**Given text**
- - -

The precautionary principle can be briefly stated as:
the theory that an action should be taken when a problem or threat occurs, not after harm has bee inflicted; an approach to decision-making in risk management which justifies preventive measures or policies despite scientific uncertainty about whether whether detrimental effects will occur.There is a significant scientific question as to the long-term reliability of the production levels for oil and natural gas that is being produced from the shales of the United States, and it has been articulated well both by Art and Rune, among others at the Oil Drum.
And as China draws an increasing amount of fuel out of Turkmenistan, Iran and the Middle East, with the potential for an additional increase in the draw from Russia, there is some concern that as China buys for the long-term, that tightening supplies will begin to limit the availability of fuel for Western Europe and the United States.
With the occasional collapse of the odd wind turbine, and the difficulty in seeing how solar power can help in the blizzards and snow storms I have gone through in the last week, there is some concern over the size of the contribution that these technologies can make into the energy mix of the next decade.

- - -

**Exercise description**
Please reproduce word for word the part of the energy passage that starts at "With the occasional" and stops after "the next decade.".

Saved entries
- - -

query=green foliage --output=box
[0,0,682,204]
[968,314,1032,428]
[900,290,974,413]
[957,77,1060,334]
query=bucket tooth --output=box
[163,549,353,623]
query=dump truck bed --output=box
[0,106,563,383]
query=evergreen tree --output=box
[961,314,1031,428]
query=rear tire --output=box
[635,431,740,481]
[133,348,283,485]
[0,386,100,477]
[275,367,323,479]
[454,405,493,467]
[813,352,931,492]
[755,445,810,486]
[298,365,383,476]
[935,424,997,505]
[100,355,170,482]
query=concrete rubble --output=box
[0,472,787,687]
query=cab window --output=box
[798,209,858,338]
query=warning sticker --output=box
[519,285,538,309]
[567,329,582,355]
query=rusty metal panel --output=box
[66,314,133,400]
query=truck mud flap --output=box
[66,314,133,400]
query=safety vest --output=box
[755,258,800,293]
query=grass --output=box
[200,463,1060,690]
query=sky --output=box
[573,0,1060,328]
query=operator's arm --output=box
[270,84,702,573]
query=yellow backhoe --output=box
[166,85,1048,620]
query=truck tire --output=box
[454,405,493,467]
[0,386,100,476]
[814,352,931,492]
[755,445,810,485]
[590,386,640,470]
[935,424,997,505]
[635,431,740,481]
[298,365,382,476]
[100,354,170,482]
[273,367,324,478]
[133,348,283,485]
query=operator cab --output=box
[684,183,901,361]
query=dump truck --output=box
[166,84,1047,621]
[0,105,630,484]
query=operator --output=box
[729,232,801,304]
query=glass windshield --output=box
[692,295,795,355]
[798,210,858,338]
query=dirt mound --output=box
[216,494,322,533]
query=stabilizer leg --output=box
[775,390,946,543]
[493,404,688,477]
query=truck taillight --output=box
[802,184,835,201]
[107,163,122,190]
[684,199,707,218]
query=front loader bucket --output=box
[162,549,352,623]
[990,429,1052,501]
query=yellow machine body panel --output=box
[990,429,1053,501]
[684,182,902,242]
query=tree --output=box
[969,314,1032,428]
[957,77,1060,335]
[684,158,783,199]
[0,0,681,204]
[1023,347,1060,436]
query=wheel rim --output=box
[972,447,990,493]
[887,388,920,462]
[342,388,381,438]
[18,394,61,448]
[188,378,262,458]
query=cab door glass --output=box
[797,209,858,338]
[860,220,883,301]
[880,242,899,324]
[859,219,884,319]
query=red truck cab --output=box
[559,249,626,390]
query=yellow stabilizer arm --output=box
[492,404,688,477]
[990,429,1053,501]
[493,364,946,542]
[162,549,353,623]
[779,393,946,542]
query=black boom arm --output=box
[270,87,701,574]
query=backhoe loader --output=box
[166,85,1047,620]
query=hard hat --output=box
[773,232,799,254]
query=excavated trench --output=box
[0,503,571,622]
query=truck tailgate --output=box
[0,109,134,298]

- - -

**Result**
With the occasional collapse of the odd wind turbine, and the difficulty in seeing how solar power can help in the blizzards and snow storms I have gone through in the last week, there is some concern over the size of the contribution that these technologies can make into the energy mix of the next decade.